## WHAT IS EXPECTED
Which lines of the data below contain the word "machine", matching case exactly? Copy each of those lines.

== == ==

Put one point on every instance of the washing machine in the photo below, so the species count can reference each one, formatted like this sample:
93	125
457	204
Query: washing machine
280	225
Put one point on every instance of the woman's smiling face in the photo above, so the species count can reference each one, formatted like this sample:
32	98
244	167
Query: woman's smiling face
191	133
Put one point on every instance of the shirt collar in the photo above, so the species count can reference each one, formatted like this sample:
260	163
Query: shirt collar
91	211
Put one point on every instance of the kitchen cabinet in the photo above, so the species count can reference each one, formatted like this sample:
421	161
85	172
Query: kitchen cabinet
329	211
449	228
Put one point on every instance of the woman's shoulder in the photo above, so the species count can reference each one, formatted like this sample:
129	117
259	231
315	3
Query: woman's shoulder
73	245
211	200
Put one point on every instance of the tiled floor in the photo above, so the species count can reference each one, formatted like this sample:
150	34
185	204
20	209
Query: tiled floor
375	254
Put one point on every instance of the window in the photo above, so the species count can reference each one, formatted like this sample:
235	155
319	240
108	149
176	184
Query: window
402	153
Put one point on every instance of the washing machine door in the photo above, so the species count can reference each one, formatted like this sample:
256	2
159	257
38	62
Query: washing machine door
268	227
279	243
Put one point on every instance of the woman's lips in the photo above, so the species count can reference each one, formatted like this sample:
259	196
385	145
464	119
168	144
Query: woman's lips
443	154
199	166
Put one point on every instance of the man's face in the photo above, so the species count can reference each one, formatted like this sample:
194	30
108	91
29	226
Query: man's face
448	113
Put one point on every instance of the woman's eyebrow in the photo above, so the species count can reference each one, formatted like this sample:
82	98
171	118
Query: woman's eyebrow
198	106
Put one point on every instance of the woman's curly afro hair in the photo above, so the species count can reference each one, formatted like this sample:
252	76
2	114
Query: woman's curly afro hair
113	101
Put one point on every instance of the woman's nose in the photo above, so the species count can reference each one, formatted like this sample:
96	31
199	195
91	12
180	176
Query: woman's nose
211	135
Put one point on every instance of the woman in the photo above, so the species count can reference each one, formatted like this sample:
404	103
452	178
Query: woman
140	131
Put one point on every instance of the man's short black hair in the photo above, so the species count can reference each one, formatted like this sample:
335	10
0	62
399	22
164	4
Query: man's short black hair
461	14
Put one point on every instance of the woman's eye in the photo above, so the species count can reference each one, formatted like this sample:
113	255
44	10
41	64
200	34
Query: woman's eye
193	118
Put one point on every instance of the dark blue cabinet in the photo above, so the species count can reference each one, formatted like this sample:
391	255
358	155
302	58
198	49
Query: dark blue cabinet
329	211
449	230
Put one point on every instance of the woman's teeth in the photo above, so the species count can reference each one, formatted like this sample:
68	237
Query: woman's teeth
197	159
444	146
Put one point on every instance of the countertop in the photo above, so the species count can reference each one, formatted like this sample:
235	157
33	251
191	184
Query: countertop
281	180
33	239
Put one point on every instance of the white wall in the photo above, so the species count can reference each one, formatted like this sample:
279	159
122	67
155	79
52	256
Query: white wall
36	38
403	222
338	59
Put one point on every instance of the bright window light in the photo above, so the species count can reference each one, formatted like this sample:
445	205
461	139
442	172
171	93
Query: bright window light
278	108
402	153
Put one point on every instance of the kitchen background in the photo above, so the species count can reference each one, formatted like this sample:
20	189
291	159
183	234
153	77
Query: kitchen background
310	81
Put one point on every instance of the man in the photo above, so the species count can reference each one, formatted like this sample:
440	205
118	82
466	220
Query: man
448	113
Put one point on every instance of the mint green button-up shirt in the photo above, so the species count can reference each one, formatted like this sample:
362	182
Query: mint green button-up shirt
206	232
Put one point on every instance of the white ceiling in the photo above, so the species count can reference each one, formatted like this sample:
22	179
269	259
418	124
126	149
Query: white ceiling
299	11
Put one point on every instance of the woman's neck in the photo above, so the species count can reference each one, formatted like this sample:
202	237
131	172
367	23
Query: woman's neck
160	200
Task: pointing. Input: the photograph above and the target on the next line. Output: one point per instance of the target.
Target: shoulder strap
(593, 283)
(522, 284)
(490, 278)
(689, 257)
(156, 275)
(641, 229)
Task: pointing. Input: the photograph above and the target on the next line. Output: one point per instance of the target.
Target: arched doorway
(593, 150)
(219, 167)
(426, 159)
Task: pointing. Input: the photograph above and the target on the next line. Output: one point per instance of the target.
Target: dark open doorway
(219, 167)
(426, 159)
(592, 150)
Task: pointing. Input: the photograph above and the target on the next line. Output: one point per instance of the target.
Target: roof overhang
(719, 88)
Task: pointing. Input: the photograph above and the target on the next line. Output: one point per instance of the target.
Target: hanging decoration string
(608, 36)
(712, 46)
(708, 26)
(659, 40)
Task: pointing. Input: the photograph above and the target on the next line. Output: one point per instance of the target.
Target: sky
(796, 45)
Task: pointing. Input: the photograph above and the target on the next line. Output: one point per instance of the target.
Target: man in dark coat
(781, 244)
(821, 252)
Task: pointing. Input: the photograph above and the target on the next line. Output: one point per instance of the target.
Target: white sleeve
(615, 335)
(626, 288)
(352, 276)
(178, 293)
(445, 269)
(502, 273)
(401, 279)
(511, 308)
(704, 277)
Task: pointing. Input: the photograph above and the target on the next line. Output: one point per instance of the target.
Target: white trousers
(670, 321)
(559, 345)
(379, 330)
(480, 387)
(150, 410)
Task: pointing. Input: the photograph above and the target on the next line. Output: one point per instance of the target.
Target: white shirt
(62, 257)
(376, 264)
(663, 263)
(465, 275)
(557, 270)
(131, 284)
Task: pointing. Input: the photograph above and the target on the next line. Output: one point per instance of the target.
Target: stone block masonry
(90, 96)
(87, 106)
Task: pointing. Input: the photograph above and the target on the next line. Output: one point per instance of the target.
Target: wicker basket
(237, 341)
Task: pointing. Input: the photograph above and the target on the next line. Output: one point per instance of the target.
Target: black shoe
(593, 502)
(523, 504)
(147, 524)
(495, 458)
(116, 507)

== == ==

## SOLUTION FOR THIS EXERCISE
Put one point on every instance of the washing machine in the photo below, so the species count can reference each one, formatted like this sample:
Query: washing machine
Put one point on every instance of the washing machine door in the photo above, so the species count can reference each one, formatted like this sample:
Query: washing machine door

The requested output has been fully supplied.